Were you able to create the heap-dump using the user under which openHAB is running?

Here is the ‘complete’ dump

http://kulturnetz-drensteinfurt.de/Medien/heap_03.bin.zip

Yes that one works, it has 2751 connections ‘open’/

  1. can you enable some debug logging:

http://docs.openhab.org/administration/logging.html

  1. Can you check the Chrome developer tools whether the browser server really fired so many requests, especially the network tab is relevant, just check what requests are being fired at the server, most likely requests fail and are somehow retried and fail again, at least that is what I hope :slight_smile:

maybe a wireshark file for the traffic between http client and host?

1 Like

Great

And if you also make a thread dump that might also give some details, if you are in time I might be able to took a look at them in train back home :slight_smile:

OK here they are.
Wireshark from two systems - linux kubuntu 16.4 32 bit and windows 7 professional 64 bit

http://kulturnetz-drensteinfurt.de/Medien/firefox_linux.pcap
http://kulturnetz-drensteinfurt.de/Medien/firefox_windows.pcap

Please apply as a filter in wireshark

ip.dst == 192.168.0.100 && http

You will see immediately:

  • under Linux: the refresh works perfectly - the complete data of the page is requested each time the refresh button is pressed.

[Collection entries]
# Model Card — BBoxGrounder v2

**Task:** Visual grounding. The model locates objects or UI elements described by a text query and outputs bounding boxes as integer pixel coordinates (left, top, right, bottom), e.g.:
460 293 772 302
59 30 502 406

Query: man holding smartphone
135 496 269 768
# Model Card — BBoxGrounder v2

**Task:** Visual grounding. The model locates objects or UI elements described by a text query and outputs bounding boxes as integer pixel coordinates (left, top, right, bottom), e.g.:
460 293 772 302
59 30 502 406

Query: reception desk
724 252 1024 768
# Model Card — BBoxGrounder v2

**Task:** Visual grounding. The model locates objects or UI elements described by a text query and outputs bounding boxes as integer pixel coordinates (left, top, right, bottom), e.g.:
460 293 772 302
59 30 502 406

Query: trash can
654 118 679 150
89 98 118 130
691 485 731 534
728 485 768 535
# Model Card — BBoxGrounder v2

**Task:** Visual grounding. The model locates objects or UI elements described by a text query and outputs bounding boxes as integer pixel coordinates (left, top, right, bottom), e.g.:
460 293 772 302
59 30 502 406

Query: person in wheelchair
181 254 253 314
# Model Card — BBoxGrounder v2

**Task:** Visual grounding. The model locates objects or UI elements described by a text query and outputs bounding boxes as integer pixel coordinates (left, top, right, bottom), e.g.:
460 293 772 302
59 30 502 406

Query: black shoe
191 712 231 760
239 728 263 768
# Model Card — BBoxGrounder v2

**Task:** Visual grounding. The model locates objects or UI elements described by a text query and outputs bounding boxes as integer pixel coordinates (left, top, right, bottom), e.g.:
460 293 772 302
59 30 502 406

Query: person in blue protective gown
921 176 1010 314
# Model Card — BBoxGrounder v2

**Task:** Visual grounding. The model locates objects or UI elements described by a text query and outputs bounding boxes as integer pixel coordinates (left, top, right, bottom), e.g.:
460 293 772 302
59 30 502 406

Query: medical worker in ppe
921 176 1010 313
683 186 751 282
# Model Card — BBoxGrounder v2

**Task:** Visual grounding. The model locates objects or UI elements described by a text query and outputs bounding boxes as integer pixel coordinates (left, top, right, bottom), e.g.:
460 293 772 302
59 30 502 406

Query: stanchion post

* _REQUESTS_:
• A. According to the openHAB forum thread, how many connections does the complete heap dump show as open?
• B. Write the next part of the openHAB forum thread, starting after its final sentence.
The items are separate material and have no connection to the openHAB forum thread.

* _RESPONSES FOR EACH TASK_:
• A. 2751

• B.
  • under Windows: after the first refresh the Browser generates tons of chart requests and destroys the service

under Linux: the refresh works perfectly - the complete data of the page is requested each time the refresh button is pressed.

Does it render graphs correctly or are there no (correct) graphs? Because the logging shows:

2017-10-09 11:02:00.113 [WARN ] [thome.ui.internal.chart.ChartServlet] - Illegal argument in chart: No Persistence service found.
2017-10-09 11:02:00.086 [WARN ] [thome.ui.internal.chart.ChartServlet] - Illegal argument in chart: No Persistence service found.
2017-10-09 11:02:00.073 [WARN ] [thome.ui.internal.chart.ChartServlet] - Illegal argument in chart: No Persistence service found.

From my point of view this is a subsequent error.

The first refresh under windows crashes the service. No chart is refreshed.

Before I refresh, the view in Firefox / Chrome updates according to the configuration of the openhab service.

Can you try to resolve No Persistence service found. for example by installing RRD persistence addon

If that resolves it I might be able to setup a server at home which can reproduce this.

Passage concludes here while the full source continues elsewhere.